- _Provided text_
◆ ◆ ◆
First, they just define their features and we’ll look at how that’s done. But then the feature platform orchestrates all of the data flows that are related to that machine learning application. So think of things like backfilling that feature data so that you can generate historical training data sets, generating point in time, accurate training data sets for when we’re building machine learning models, constantly computing fresh feature values as new data arrives, as new interactions happen in the product. And also serving those features in real time to allow the product to use those for real time predictions.
And then logging everything that we see that’s related to features, labels, predictions from the product back into this central system to allow for efficient training data set updates. Everything we see, if someone’s taking a certain action that might become a feature we need to update features based on that. And then monitoring all of this stuff for drift for data quality and a lot of operational concerns as well, making sure it’s actually running at the right speed in production. So all of these data flows, these are things that someone like an engineer on Mike’s team would have to be fully on top of building, managing, and designing for every single data application, every single ML application.
◆ ◆ ◆
- _Information supplied_
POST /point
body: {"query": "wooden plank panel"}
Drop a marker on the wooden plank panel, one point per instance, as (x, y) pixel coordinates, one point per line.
◆ ◆ ◆
- _Task brief_
Reproduce the feature platform passage word for word, from start to finish.

- _Solution to the problem_
First, they just define their features and we’ll look at how that’s done. But then the feature platform orchestrates all of the data flows that are related to that machine learning application. So think of things like backfilling that feature data so that you can generate historical training data sets, generating point in time, accurate training data sets for when we’re building machine learning models, constantly computing fresh feature values as new data arrives, as new interactions happen in the product. And also serving those features in real time to allow the product to use those for real time predictions.
And then logging everything that we see that’s related to features, labels, predictions from the product back into this central system to allow for efficient training data set updates. Everything we see, if someone’s taking a certain action that might become a feature we need to update features based on that. And then monitoring all of this stuff for drift for data quality and a lot of operational concerns as well, making sure it’s actually running at the right speed in production. So all of these data flows, these are things that someone like an engineer on Mike’s team would have to be fully on top of building, managing, and designing for every single data application, every single ML application.